所示文字:
--------------------------------------------------

由此可見,評價土城戰役的得失和戰略意義,不能僅從表面現象的紅軍傷亡多少而論,應從戰略高度看它能否達到將其擊潰,使其再不敢咬住紅軍不放,為中央紅軍西渡赤水跳出重圍的預期目的。如果預期目的達到了,就應當肯定其戰略構思上的成功。再者,土城一戰,川軍傷亡亦大。川軍郭勛祺部因土城一戰失利,迫使其後撤十五華里,再不敢與紅軍接觸,使中央紅軍有機會平安完整地渡過赤水河南進,這是戰役結果和客觀事實。如果只談紅軍傷亡而不談川軍傷亡,甚至對川軍被擊潰全線後撤和受挫的銳氣等都不去研究和了解,就片面地對土城戰役下定論,顯然是不符合客觀事實的。

--------------------------------------------------

所給資料:
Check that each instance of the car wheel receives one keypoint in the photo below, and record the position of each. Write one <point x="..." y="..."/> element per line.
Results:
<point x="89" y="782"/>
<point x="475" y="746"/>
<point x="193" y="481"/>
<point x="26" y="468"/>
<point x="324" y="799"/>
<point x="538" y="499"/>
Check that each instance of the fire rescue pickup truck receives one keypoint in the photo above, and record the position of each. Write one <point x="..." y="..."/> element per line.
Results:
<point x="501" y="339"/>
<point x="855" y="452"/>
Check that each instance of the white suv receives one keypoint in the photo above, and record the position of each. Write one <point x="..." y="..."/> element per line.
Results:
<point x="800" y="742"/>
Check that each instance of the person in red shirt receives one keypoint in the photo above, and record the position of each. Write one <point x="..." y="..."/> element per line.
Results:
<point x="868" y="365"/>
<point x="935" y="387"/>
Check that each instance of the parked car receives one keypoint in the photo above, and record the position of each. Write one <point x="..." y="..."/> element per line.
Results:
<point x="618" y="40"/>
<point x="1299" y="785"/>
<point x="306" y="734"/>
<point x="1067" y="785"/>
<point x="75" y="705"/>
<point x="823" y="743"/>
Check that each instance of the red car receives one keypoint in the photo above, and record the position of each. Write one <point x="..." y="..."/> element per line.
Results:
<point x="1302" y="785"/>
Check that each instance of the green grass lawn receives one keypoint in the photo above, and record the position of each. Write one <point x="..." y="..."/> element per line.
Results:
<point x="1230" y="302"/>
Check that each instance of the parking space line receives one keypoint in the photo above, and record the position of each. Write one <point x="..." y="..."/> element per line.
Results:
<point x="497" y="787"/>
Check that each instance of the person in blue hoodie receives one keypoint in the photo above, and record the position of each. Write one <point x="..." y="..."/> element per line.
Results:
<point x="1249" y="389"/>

--------------------------------------------------

任務:
[A] 根據所示文字,川軍郭勛祺部因土城一戰失利後撤了多遠?
[B] 照原文抄出所示文字中從「由此可見,評價土城戰役的得失」到「論,顯然是不符合客觀事實的。」的部分。
請只依據所示文字作答。

參考答案:
[A] 十五華里。

[B]
由此可見,評價土城戰役的得失和戰略意義,不能僅從表面現象的紅軍傷亡多少而論,應從戰略高度看它能否達到將其擊潰,使其再不敢咬住紅軍不放,為中央紅軍西渡赤水跳出重圍的預期目的。如果預期目的達到了,就應當肯定其戰略構思上的成功。再者,土城一戰,川軍傷亡亦大。川軍郭勛祺部因土城一戰失利,迫使其後撤十五華里,再不敢與紅軍接觸,使中央紅軍有機會平安完整地渡過赤水河南進,這是戰役結果和客觀事實。如果只談紅軍傷亡而不談川軍傷亡,甚至對川軍被擊潰全線後撤和受挫的銳氣等都不去研究和了解,就片面地對土城戰役下定論,顯然是不符合客觀事實的。